**INFORMATION SUPPLIED**
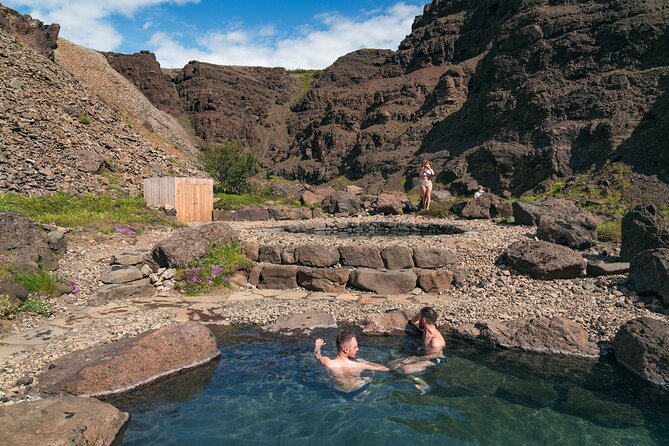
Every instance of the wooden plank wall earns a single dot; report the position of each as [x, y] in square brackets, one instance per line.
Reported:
[194, 199]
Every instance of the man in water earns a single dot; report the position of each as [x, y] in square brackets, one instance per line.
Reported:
[433, 345]
[345, 369]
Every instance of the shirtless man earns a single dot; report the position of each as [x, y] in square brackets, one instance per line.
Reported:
[345, 369]
[433, 345]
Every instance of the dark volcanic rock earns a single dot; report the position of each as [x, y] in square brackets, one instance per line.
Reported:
[131, 362]
[649, 273]
[544, 260]
[642, 345]
[73, 421]
[541, 335]
[23, 242]
[191, 243]
[643, 228]
[35, 34]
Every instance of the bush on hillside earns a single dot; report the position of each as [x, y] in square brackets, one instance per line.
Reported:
[230, 165]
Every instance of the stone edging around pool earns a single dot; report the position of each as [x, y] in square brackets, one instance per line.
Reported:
[375, 228]
[315, 267]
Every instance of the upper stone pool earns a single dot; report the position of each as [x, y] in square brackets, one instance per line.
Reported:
[268, 390]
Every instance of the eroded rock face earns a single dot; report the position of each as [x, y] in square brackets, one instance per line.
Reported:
[643, 228]
[74, 421]
[540, 335]
[649, 273]
[129, 363]
[544, 260]
[24, 243]
[642, 345]
[191, 243]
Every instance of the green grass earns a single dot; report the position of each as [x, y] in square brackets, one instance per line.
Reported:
[90, 211]
[213, 270]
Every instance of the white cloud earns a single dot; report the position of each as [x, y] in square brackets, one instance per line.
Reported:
[308, 48]
[86, 22]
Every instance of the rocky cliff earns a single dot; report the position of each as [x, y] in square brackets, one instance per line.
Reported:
[54, 136]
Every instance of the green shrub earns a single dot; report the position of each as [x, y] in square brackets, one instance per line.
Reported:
[36, 305]
[609, 231]
[230, 165]
[213, 270]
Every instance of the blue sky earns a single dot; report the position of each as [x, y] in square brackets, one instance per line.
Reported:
[292, 34]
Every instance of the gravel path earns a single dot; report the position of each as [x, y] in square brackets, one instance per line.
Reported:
[600, 305]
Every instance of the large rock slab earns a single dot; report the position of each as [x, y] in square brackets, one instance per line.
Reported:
[323, 279]
[643, 228]
[540, 335]
[575, 230]
[278, 277]
[642, 345]
[383, 282]
[303, 324]
[317, 255]
[649, 273]
[365, 256]
[129, 363]
[544, 260]
[189, 244]
[121, 274]
[289, 213]
[390, 323]
[138, 288]
[72, 421]
[24, 242]
[431, 258]
[397, 257]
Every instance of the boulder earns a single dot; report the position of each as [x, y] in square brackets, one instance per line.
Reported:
[138, 288]
[23, 242]
[643, 228]
[649, 273]
[575, 230]
[74, 421]
[431, 258]
[121, 274]
[642, 345]
[540, 335]
[289, 213]
[190, 244]
[366, 256]
[270, 254]
[317, 255]
[323, 279]
[544, 260]
[391, 203]
[252, 214]
[301, 324]
[484, 207]
[344, 203]
[128, 363]
[383, 282]
[599, 268]
[278, 277]
[390, 323]
[130, 257]
[397, 257]
[528, 213]
[434, 281]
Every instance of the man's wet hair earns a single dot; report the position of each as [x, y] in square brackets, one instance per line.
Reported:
[429, 315]
[343, 338]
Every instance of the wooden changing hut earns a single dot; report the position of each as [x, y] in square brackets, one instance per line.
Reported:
[191, 198]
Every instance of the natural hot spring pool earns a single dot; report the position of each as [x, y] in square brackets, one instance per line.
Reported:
[271, 391]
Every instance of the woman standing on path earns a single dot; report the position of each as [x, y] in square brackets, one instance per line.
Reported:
[425, 182]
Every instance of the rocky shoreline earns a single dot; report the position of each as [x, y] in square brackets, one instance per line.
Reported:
[488, 291]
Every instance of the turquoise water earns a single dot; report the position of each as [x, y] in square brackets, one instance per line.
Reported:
[272, 391]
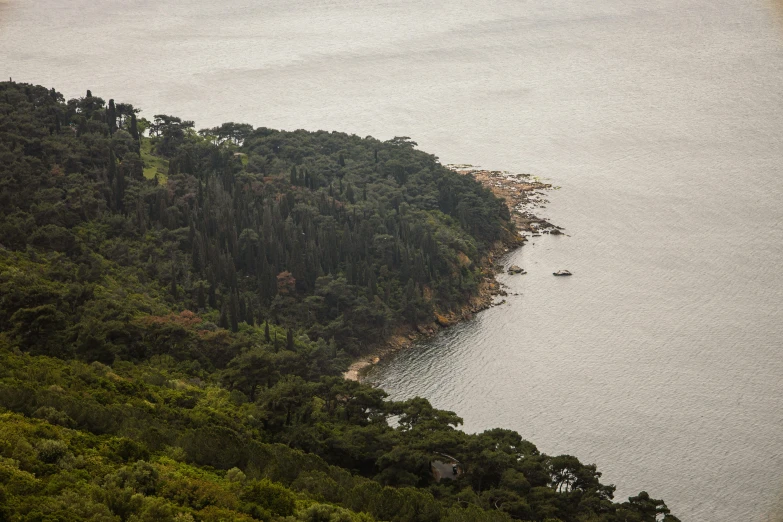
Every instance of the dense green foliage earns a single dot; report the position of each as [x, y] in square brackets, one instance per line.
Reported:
[171, 343]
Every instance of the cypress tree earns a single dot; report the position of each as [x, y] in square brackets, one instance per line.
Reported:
[111, 115]
[223, 322]
[201, 298]
[134, 130]
[234, 312]
[289, 340]
[212, 296]
[250, 317]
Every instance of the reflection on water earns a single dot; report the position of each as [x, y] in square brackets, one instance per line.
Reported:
[659, 360]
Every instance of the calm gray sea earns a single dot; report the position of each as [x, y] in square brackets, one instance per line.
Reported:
[660, 359]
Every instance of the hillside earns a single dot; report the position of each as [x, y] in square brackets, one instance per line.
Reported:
[177, 307]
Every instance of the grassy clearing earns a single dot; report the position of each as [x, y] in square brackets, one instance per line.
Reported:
[153, 164]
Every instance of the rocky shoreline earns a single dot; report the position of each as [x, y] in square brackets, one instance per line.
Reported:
[522, 193]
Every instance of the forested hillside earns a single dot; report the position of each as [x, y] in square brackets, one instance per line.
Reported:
[177, 307]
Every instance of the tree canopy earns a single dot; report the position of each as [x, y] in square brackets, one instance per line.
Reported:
[177, 308]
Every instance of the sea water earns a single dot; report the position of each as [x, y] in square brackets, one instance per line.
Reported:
[662, 124]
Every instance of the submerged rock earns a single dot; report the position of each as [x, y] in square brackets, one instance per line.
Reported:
[514, 269]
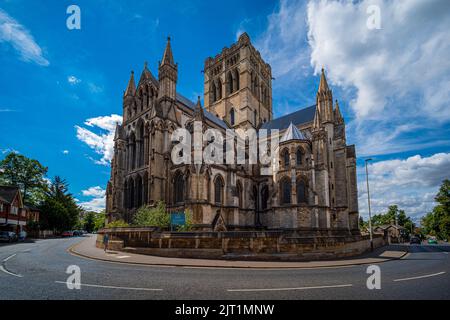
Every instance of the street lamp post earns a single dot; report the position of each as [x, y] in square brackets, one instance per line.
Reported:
[368, 200]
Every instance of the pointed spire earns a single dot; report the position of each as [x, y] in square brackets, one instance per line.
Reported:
[317, 120]
[198, 110]
[338, 115]
[168, 56]
[323, 86]
[292, 133]
[131, 88]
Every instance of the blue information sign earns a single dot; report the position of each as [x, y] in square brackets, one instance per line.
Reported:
[178, 219]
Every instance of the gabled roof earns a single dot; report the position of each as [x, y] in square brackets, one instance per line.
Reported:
[292, 133]
[297, 118]
[8, 193]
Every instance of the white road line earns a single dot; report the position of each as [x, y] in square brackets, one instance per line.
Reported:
[288, 289]
[421, 277]
[10, 273]
[113, 287]
[10, 257]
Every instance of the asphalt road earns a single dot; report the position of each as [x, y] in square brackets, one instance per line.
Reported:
[37, 270]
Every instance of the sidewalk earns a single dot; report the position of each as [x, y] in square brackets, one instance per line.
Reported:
[87, 249]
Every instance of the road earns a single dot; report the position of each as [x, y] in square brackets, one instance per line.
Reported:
[37, 270]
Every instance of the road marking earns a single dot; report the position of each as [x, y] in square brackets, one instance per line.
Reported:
[10, 257]
[9, 272]
[421, 277]
[3, 268]
[113, 287]
[289, 289]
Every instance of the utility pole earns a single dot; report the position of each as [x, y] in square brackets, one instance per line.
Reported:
[368, 200]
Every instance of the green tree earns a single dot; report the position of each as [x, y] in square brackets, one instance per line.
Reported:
[100, 219]
[59, 210]
[27, 174]
[153, 217]
[437, 222]
[89, 221]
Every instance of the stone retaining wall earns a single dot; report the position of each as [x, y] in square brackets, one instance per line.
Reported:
[294, 245]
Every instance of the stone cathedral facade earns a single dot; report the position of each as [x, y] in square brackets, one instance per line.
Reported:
[314, 189]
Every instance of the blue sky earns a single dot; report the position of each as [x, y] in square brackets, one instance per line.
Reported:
[61, 90]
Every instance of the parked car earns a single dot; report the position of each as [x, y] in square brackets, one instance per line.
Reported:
[8, 236]
[67, 234]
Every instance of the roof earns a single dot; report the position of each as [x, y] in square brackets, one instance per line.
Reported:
[292, 133]
[297, 118]
[8, 193]
[208, 115]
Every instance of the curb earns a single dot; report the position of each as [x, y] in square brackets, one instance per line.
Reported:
[71, 250]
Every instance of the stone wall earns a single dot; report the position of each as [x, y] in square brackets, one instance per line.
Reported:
[250, 245]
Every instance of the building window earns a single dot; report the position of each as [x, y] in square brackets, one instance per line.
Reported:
[301, 192]
[232, 119]
[285, 191]
[264, 197]
[299, 157]
[218, 190]
[286, 158]
[179, 188]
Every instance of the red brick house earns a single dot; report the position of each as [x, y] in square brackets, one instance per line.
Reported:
[13, 216]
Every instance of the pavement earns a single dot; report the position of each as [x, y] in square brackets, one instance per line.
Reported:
[45, 270]
[87, 249]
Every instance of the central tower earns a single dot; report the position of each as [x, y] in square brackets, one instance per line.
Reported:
[238, 86]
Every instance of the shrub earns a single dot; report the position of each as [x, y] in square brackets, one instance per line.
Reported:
[153, 216]
[117, 224]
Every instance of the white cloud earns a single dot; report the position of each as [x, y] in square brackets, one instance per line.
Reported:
[102, 143]
[98, 201]
[73, 80]
[411, 183]
[406, 60]
[283, 44]
[94, 192]
[20, 39]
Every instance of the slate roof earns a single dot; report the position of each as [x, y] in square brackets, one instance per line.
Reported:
[297, 118]
[292, 133]
[208, 115]
[7, 193]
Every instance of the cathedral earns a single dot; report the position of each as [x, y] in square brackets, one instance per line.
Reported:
[314, 188]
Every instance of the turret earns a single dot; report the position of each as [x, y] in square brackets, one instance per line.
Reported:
[128, 98]
[325, 100]
[168, 74]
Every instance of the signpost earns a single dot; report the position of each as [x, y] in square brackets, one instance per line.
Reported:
[177, 219]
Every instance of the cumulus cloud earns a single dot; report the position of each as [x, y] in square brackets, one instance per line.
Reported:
[410, 183]
[98, 199]
[407, 59]
[73, 80]
[103, 141]
[12, 32]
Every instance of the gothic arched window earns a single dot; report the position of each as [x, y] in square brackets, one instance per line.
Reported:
[286, 159]
[301, 191]
[264, 197]
[239, 194]
[232, 117]
[178, 188]
[299, 157]
[229, 83]
[285, 191]
[218, 190]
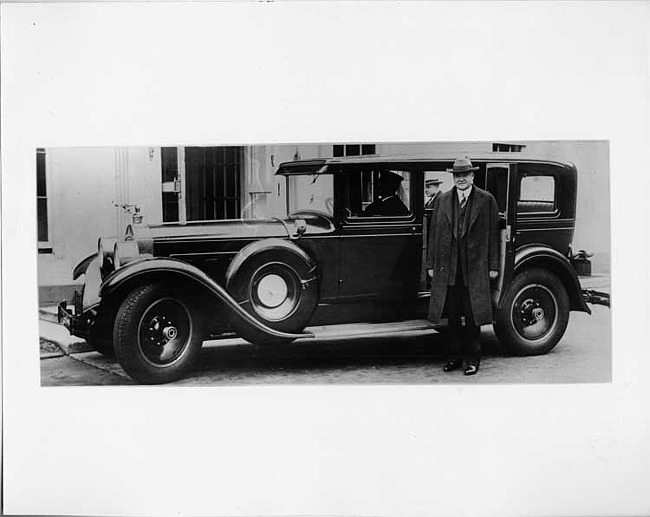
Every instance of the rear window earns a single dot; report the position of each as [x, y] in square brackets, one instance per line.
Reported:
[536, 194]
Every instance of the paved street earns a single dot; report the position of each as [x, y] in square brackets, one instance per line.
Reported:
[584, 355]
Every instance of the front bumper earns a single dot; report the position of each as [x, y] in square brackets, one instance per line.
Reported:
[77, 322]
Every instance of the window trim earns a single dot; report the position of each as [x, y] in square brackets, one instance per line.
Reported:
[538, 215]
[360, 221]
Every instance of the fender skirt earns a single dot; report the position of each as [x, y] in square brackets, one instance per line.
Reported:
[146, 266]
[545, 256]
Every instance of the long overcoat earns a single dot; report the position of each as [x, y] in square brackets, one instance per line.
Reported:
[481, 236]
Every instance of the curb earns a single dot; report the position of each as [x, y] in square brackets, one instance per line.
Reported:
[59, 335]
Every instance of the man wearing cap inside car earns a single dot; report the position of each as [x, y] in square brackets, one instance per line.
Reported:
[388, 202]
[462, 259]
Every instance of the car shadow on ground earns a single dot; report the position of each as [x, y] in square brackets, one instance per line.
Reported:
[321, 355]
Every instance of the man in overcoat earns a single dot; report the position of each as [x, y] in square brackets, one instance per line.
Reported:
[462, 260]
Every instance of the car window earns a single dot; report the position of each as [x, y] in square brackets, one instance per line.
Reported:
[378, 191]
[313, 192]
[536, 194]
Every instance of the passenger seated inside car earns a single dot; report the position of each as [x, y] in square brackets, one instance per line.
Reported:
[388, 202]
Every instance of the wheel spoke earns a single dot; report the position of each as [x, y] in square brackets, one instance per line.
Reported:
[165, 331]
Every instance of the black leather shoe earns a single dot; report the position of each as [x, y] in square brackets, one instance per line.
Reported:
[452, 365]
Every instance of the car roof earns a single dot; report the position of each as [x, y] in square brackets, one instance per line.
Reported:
[320, 165]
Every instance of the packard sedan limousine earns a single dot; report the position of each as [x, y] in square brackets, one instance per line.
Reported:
[152, 297]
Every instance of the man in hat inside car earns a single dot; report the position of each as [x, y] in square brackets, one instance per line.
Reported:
[388, 202]
[431, 191]
[462, 260]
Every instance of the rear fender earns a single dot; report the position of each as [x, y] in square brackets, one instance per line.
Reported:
[263, 246]
[552, 260]
[138, 271]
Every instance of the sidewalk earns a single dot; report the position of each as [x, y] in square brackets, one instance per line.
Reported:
[52, 332]
[55, 280]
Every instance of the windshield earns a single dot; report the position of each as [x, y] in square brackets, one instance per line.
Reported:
[310, 192]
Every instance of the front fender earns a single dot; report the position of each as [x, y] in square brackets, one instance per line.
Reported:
[554, 261]
[141, 269]
[265, 245]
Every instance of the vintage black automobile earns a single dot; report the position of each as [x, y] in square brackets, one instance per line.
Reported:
[154, 296]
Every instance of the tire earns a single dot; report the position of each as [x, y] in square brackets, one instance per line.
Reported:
[534, 314]
[279, 288]
[157, 335]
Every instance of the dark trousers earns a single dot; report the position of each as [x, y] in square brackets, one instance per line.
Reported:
[464, 342]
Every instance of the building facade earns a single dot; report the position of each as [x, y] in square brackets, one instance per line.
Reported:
[84, 193]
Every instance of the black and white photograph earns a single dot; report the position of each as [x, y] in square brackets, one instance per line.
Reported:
[325, 258]
[337, 263]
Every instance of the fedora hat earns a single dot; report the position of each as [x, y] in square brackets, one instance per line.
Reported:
[462, 166]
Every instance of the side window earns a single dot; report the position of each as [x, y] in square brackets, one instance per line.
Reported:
[378, 191]
[536, 194]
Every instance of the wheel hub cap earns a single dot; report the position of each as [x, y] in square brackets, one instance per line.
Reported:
[272, 290]
[164, 331]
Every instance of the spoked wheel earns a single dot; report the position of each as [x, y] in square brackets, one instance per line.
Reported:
[157, 334]
[534, 314]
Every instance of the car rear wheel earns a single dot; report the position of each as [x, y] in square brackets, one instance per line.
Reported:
[534, 314]
[279, 288]
[157, 334]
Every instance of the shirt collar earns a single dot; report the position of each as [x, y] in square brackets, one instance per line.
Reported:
[465, 192]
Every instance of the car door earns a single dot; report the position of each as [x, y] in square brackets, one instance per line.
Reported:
[381, 238]
[499, 180]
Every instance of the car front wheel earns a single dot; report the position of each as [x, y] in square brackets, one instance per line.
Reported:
[157, 334]
[534, 314]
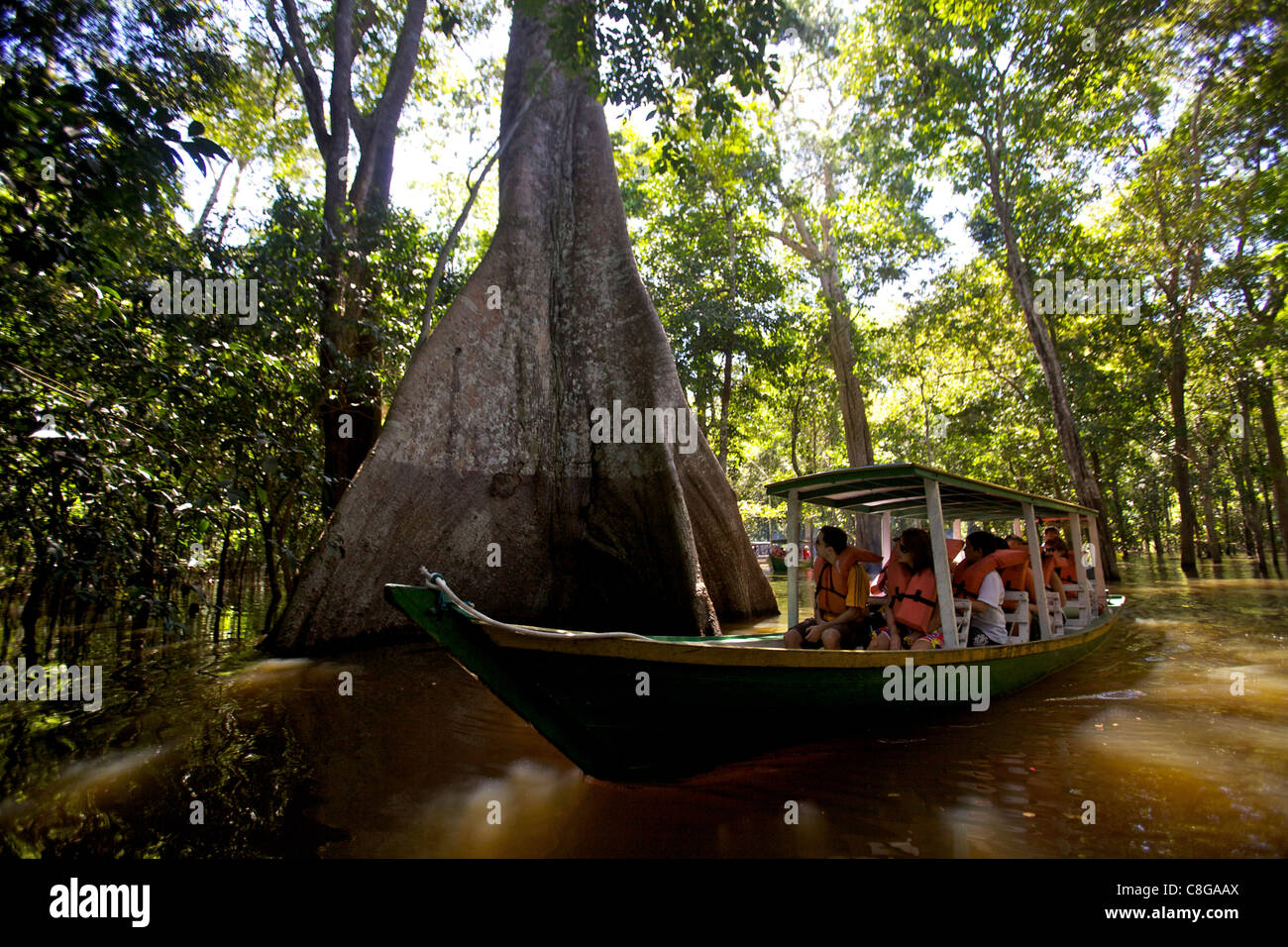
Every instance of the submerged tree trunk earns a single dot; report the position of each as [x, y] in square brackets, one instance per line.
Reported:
[1274, 450]
[1043, 346]
[1181, 446]
[485, 468]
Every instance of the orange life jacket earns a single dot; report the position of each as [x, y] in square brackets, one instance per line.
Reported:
[1068, 571]
[914, 599]
[969, 579]
[893, 575]
[832, 583]
[1048, 565]
[1019, 578]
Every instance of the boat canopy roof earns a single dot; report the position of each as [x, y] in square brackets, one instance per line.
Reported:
[900, 489]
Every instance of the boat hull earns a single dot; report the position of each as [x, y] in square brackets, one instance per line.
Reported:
[643, 709]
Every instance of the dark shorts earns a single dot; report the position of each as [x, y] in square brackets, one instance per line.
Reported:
[854, 634]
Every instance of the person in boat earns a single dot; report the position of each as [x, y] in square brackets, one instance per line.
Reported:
[1060, 571]
[911, 616]
[1012, 578]
[979, 579]
[841, 616]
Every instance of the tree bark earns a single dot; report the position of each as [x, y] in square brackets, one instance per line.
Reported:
[1207, 497]
[1274, 450]
[1176, 373]
[1067, 427]
[488, 436]
[351, 415]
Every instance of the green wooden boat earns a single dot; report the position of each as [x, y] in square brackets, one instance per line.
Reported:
[640, 707]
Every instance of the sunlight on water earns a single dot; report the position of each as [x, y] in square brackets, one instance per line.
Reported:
[1171, 740]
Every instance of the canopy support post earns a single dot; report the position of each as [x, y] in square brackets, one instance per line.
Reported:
[1098, 583]
[794, 535]
[1078, 569]
[1035, 565]
[943, 575]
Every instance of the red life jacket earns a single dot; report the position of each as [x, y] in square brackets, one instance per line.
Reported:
[832, 583]
[969, 579]
[914, 599]
[1019, 579]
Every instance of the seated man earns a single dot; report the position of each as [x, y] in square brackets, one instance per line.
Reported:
[987, 620]
[840, 596]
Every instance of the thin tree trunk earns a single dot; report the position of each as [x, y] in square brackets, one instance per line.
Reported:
[1181, 445]
[210, 202]
[1067, 428]
[232, 202]
[1214, 538]
[1274, 450]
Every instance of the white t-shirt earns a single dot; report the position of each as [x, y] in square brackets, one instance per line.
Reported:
[991, 621]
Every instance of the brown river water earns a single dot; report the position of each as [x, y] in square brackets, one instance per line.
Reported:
[424, 761]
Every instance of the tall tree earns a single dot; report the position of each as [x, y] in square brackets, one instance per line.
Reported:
[489, 438]
[351, 412]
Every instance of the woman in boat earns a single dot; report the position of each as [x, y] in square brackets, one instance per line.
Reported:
[1057, 565]
[840, 595]
[912, 611]
[980, 581]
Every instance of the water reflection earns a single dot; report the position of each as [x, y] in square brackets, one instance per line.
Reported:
[1168, 741]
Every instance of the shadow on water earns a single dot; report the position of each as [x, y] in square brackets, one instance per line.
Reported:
[1149, 736]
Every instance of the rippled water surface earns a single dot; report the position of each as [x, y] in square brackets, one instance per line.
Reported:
[417, 759]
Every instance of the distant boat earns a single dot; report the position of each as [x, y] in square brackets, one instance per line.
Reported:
[631, 707]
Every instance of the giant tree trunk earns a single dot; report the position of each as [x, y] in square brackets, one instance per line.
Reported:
[488, 437]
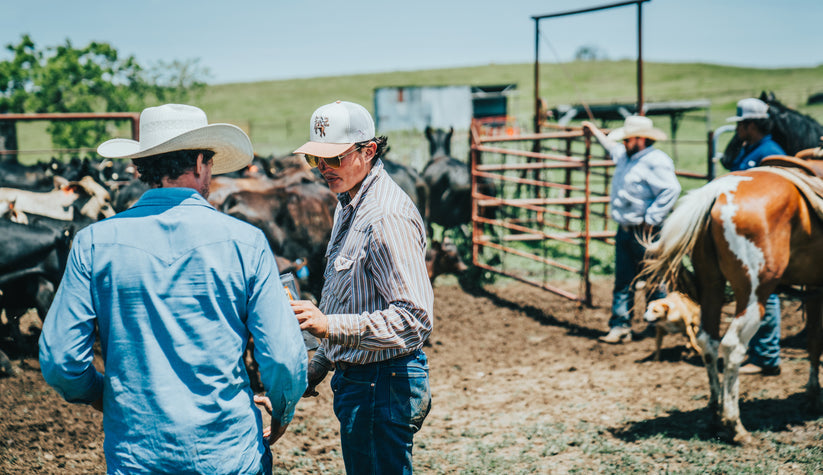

**WHAT YOU ARE ASKED TO DO**
Within the listing, how many lines hold the word "submerged"? Answer with the number by itself.

**TASK ANSWER**
2